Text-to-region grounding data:
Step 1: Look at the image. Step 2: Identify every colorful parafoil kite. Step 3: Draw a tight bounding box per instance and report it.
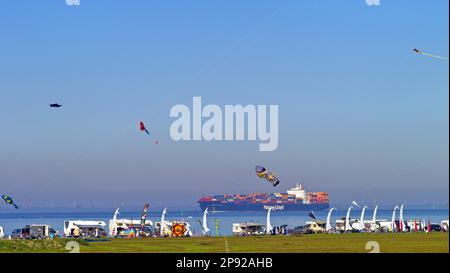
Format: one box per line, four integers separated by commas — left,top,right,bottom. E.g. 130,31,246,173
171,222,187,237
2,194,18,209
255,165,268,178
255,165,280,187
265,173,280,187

==

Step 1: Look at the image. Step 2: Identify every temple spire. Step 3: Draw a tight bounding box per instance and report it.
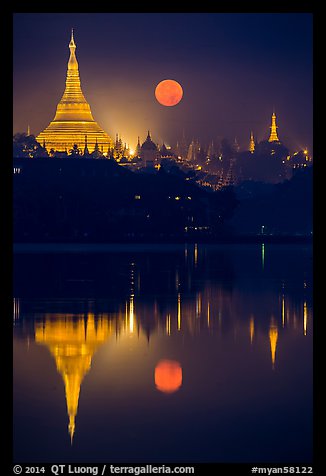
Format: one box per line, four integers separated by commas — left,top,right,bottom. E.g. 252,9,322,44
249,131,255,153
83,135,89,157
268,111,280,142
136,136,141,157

- [Task item] Using the records above, count the lines that hold the string "Look", and give back only the result.

- [Exercise response] 2